## start
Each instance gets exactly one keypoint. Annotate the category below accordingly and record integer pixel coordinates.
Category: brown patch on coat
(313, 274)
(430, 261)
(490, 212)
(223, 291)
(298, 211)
## end
*What the task requires*:
Present every line of the material above as a Markdown table with the columns Row and Material line, one numbered row per line, leaving out any blank lines.

*Correct output*:
| Row | Material line |
|---|---|
| 1 | Each instance gets exactly one keypoint. Annotate the category below accordingly and record integer pixel coordinates. |
| 2 | Category: brown patch on coat |
| 3 | (313, 274) |
| 4 | (430, 261) |
| 5 | (490, 212) |
| 6 | (223, 291) |
| 7 | (298, 211) |